• To be done: Starting at the line that contains "Where can you find the wheel arch" and continuing through the end of the records, write every line out again, requests included, with each coordinate in the answers multiplied by 2.55 and rounded to a whole number, halves rounded up. Leave the requests and their wording unchanged.

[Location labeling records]
* BEGIN *

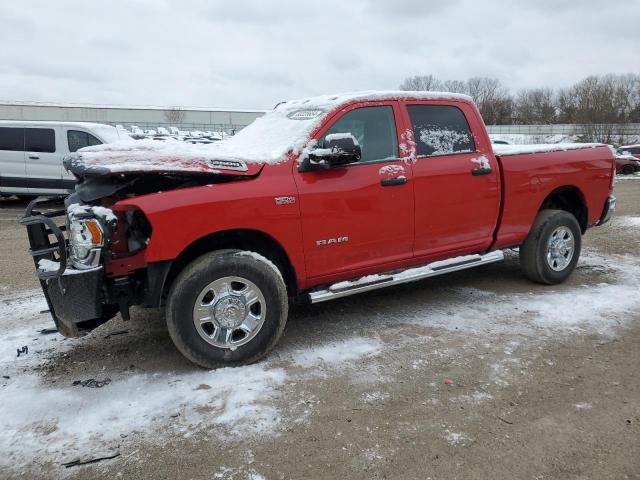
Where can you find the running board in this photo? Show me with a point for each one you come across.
(374, 282)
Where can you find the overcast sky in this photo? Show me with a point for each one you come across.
(253, 54)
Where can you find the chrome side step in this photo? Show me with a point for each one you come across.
(374, 282)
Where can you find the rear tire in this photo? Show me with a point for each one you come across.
(550, 252)
(227, 308)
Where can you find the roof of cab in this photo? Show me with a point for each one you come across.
(327, 102)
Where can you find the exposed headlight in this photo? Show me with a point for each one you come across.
(86, 240)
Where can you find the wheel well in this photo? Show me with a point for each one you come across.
(571, 200)
(241, 239)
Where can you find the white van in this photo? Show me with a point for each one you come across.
(31, 154)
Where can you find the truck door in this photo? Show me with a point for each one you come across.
(12, 166)
(43, 160)
(361, 214)
(457, 187)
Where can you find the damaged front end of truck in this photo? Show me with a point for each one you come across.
(89, 251)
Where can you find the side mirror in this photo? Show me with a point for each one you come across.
(339, 149)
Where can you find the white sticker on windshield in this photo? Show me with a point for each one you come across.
(236, 165)
(305, 114)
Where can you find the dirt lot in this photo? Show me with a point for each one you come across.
(477, 375)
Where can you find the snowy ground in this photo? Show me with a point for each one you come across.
(369, 386)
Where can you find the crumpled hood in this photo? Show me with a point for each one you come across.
(153, 156)
(142, 167)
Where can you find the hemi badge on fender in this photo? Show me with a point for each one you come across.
(284, 200)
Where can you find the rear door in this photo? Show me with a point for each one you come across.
(43, 157)
(360, 215)
(457, 189)
(12, 164)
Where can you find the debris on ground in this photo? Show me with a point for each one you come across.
(85, 461)
(92, 383)
(48, 331)
(117, 332)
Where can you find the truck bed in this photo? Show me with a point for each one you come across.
(533, 173)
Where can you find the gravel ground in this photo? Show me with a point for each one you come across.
(479, 374)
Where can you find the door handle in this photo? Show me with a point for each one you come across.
(391, 182)
(481, 171)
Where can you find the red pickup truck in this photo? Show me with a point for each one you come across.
(318, 199)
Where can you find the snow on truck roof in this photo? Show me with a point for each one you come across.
(268, 139)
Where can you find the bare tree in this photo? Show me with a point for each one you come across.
(426, 83)
(535, 106)
(599, 102)
(174, 115)
(493, 99)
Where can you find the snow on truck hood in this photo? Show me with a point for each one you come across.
(268, 140)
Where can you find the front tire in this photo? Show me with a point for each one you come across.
(550, 252)
(227, 308)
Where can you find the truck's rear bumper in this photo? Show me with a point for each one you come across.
(608, 211)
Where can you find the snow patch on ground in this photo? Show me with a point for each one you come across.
(629, 221)
(457, 439)
(336, 353)
(474, 398)
(59, 421)
(56, 421)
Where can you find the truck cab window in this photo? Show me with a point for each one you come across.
(375, 130)
(42, 140)
(440, 130)
(77, 140)
(12, 139)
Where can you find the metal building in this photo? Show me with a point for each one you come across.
(145, 117)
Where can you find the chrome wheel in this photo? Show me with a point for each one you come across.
(229, 312)
(560, 249)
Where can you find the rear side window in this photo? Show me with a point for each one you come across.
(12, 139)
(440, 130)
(77, 140)
(39, 140)
(375, 130)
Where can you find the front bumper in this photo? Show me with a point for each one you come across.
(75, 297)
(608, 211)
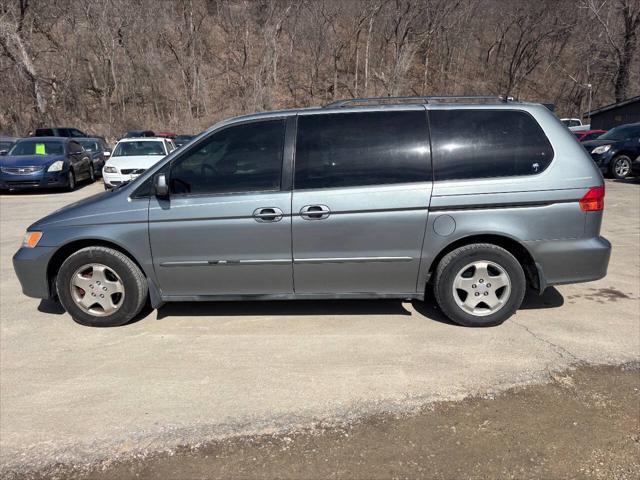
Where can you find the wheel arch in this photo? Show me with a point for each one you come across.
(62, 253)
(513, 246)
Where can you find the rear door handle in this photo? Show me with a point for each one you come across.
(267, 214)
(315, 212)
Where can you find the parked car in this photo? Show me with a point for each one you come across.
(45, 162)
(99, 151)
(181, 140)
(616, 151)
(59, 132)
(571, 122)
(138, 134)
(166, 135)
(586, 135)
(477, 199)
(6, 143)
(575, 124)
(132, 156)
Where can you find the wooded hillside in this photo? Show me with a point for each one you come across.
(110, 65)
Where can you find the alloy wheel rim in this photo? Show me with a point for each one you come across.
(481, 288)
(97, 289)
(622, 167)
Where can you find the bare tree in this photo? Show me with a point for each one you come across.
(623, 46)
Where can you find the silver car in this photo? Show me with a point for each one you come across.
(474, 199)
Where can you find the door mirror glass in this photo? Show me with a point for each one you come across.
(160, 186)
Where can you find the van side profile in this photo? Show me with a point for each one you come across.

* END *

• Response to this task:
Where can you find the wheel arch in this photo? Show me with a point for each one you come across.
(158, 645)
(1308, 627)
Where can you find the rear door handle in this photo? Show me with a point for each one you come across.
(681, 546)
(803, 541)
Where can you find the parked car in this photo? Show me with a point for each one you come across.
(115, 413)
(252, 385)
(462, 357)
(1571, 385)
(150, 337)
(1456, 311)
(352, 342)
(423, 344)
(1494, 344)
(1216, 507)
(15, 365)
(1466, 316)
(337, 398)
Where can you find the wooded hillside in this photo? Show me with a point for each one you come across.
(281, 166)
Where can you find the alloy wheel rim in this photo? Show me with a point for each one you come across.
(1227, 734)
(247, 737)
(1586, 426)
Where can you find the bare tree in this photo? Show me with a point for each one you come across.
(1589, 117)
Where can you find the silver car in this photo? Show me with a point for each one you come across.
(1209, 507)
Where can you find the door mirror glass in this photo? Show me with a point for each one you come across.
(408, 474)
Where can you find the van side profile in this photo? Show me with a point for each one you come across.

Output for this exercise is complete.